TASK INSTRUCTIONS -> Starting at the line that holds "Annotation task — locate each instance of the lake", restate every line word for word up to and including the last one in the listing below, and omit all pictures.

Data listing ->
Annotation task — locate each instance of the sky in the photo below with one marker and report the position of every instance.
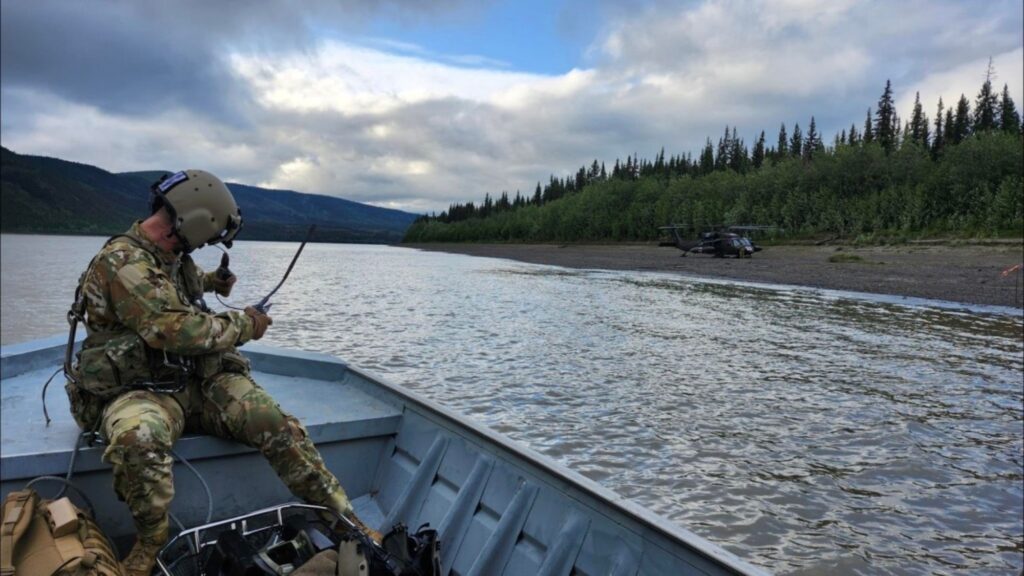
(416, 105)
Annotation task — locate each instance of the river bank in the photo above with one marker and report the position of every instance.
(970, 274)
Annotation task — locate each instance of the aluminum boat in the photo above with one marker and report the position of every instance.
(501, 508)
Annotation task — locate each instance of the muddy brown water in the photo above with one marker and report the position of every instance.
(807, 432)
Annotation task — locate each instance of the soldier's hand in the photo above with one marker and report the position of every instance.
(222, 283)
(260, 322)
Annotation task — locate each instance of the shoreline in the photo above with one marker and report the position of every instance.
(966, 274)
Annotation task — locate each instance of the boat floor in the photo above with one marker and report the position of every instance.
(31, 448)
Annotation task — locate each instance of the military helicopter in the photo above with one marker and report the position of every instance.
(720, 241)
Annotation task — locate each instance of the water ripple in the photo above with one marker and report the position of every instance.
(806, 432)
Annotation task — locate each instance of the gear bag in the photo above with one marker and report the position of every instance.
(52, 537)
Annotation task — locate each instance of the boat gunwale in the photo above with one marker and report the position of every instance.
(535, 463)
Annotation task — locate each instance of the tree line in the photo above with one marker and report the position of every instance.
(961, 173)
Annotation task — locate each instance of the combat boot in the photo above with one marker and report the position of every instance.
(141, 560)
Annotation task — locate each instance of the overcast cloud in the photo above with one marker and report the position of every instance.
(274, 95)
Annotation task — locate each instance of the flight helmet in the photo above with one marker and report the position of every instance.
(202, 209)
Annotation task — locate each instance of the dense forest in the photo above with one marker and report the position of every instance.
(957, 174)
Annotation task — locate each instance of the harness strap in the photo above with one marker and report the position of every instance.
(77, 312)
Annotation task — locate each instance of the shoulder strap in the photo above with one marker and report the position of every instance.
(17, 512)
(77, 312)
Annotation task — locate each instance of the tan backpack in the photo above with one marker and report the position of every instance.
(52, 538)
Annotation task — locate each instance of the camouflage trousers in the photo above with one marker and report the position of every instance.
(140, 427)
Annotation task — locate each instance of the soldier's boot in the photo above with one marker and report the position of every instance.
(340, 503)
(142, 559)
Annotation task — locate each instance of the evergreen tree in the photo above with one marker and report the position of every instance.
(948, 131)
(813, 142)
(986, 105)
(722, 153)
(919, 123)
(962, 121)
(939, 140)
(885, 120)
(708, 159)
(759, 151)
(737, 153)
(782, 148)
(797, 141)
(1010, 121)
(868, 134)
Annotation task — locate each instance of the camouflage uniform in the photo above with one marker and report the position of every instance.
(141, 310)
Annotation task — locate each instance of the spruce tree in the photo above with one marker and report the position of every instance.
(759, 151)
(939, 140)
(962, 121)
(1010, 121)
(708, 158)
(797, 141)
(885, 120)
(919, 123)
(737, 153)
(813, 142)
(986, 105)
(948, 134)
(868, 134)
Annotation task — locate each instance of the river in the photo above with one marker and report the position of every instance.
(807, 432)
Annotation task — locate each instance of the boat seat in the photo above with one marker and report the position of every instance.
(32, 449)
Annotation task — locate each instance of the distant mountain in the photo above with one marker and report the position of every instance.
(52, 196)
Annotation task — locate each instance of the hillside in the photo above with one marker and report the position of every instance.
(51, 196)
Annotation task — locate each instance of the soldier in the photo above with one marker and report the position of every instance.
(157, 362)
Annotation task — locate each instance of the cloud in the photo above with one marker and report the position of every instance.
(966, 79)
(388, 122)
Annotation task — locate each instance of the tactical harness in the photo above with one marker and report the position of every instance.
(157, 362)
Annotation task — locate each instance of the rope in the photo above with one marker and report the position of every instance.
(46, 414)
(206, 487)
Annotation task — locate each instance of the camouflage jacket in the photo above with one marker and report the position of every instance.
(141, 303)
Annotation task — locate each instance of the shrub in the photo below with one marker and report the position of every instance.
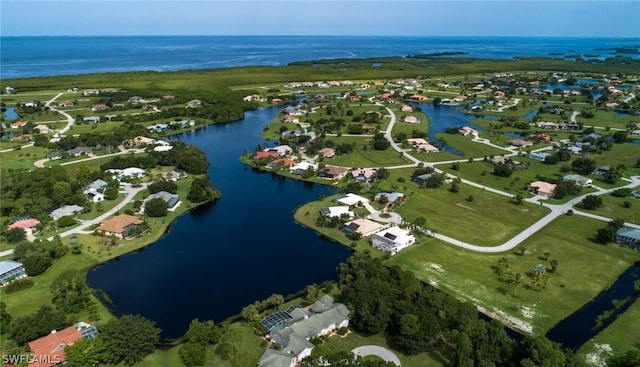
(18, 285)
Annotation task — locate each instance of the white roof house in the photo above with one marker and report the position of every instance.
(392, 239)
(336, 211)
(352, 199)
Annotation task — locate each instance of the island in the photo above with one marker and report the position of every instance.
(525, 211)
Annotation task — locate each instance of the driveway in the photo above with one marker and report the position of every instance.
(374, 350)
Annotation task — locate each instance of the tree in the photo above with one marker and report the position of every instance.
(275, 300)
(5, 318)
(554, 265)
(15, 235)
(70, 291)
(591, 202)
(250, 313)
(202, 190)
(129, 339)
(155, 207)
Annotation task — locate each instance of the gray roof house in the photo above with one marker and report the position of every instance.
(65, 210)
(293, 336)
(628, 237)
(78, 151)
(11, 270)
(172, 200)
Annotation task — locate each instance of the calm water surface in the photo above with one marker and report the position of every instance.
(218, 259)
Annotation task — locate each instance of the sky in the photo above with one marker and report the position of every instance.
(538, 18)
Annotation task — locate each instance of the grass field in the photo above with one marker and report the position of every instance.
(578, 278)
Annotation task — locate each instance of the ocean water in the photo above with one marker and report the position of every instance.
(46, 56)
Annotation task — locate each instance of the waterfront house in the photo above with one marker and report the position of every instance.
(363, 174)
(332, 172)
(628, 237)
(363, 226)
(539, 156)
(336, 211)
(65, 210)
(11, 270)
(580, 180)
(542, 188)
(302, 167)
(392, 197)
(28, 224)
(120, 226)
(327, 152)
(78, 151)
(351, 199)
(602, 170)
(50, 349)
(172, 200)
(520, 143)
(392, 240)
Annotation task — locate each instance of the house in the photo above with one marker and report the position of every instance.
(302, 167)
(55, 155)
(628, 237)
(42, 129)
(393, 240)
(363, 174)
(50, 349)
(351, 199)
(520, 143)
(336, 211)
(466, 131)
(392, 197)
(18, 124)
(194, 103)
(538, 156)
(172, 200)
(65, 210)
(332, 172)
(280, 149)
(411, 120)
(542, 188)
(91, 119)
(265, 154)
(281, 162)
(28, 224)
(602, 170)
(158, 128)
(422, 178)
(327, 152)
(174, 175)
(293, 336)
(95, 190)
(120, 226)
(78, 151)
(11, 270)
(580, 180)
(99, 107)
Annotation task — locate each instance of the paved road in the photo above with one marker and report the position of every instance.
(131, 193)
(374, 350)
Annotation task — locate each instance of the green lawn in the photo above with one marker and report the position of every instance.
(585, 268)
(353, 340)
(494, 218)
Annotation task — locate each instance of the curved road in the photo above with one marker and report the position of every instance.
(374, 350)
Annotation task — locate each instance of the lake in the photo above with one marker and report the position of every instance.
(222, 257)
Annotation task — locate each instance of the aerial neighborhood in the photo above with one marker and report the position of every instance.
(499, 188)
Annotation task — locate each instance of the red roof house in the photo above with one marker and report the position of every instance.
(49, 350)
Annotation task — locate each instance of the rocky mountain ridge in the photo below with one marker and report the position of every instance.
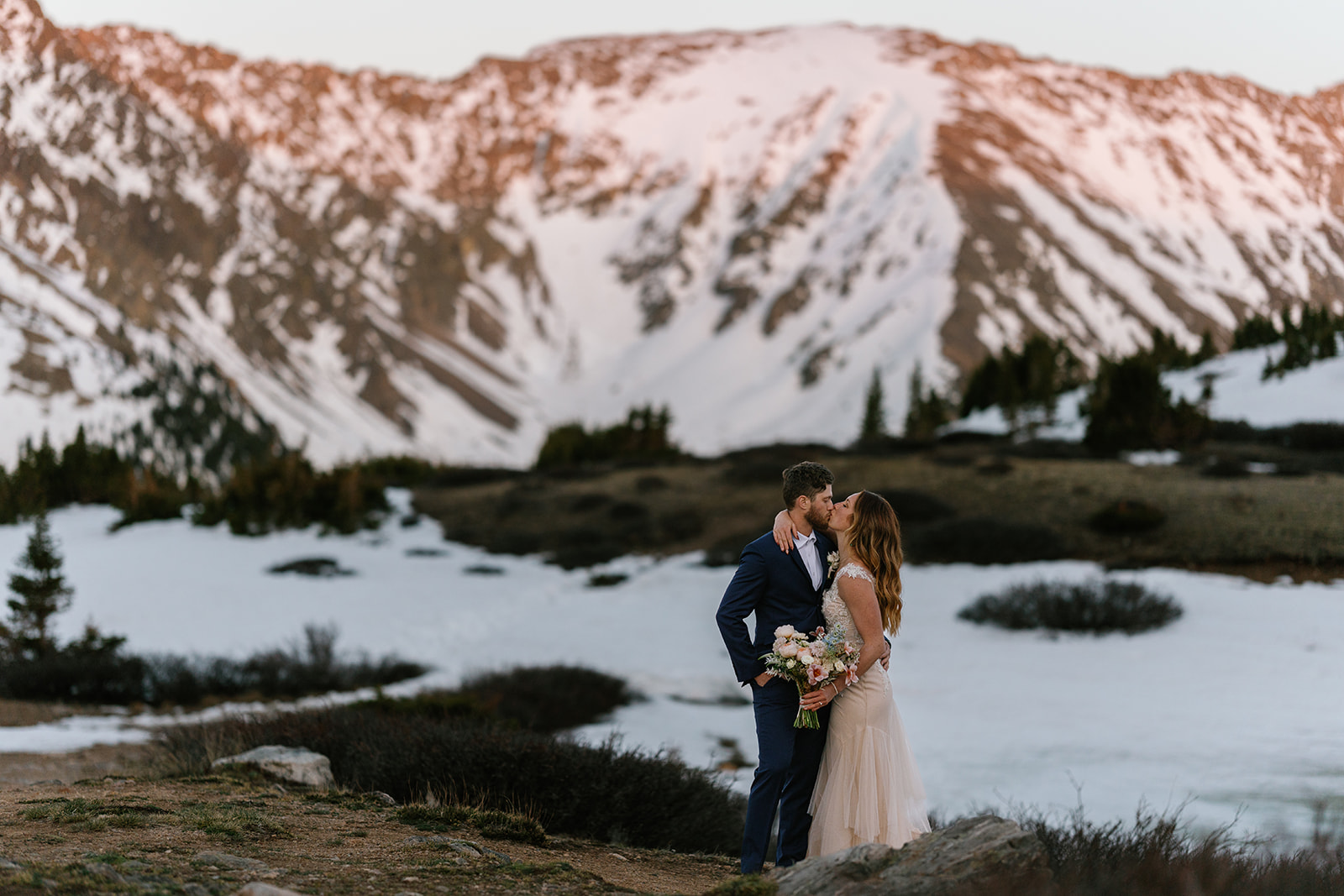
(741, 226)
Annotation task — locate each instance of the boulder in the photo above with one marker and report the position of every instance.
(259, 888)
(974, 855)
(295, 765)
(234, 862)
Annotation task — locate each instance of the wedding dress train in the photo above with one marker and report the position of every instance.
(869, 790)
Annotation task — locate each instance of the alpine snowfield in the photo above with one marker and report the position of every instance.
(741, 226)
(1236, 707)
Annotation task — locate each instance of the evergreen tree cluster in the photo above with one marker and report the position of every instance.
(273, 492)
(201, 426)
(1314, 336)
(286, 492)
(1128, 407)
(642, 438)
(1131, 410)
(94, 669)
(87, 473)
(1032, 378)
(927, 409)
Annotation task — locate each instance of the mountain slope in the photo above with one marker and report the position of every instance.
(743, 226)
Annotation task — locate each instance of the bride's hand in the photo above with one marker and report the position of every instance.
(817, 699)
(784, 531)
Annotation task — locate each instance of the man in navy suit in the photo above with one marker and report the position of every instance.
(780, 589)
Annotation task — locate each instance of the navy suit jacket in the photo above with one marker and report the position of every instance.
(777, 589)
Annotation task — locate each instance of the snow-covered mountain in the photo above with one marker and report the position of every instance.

ANSWER TO THIS EXERCISE ->
Annotation task — locate each instance of the lake in the photo above with one marker and report the position of every instance.
(222, 257)
Annotation task — locate each instance of the aerial neighborhood in the photo above with one marker and report the position of every instance.
(499, 188)
Annotation task — locate each instance of the red roof house in the photo above with one marker and report the position of every instance.
(49, 350)
Annotation task — locate each instance of the rocky mountain ridge in the photo below with one marker and report the position of every instance.
(741, 226)
Annotation task — locate each instance of the boulder in the photo above with one marker and report the position of every instance.
(259, 888)
(974, 855)
(295, 765)
(234, 862)
Annotation task — locate each instance of the wedding dress train in the photo above with one marker and report the position of every instance.
(869, 790)
Annotation task — locate each instance of the alpine snowfield in the photo above with one marker and report the position of every instance.
(741, 226)
(1236, 707)
Annotation task — locate each instance of the evergreen tree cluster in the photo above with one marker and report the position of every instance.
(273, 492)
(201, 426)
(1314, 336)
(286, 492)
(1128, 407)
(642, 438)
(1131, 410)
(94, 669)
(87, 473)
(1032, 378)
(927, 409)
Annotation task — locate each instance of the mountain slope in the photo above with one marker and report the position of every instance.
(743, 226)
Annotation task — locate each instance of the bride's hand in the photo above with one marker and report the position of every instance.
(817, 699)
(784, 531)
Annotation task — locate each instance of the man in navy suit in the photo above with one marker and report the position of every instance.
(780, 589)
Annotation task — locate each instance of the navy suit jacket in the photo above with one marker and report the position of every instance.
(777, 589)
Annotation task — locate each instance of the snow-covered mountain in the photo above with one marker and report the position of every instance.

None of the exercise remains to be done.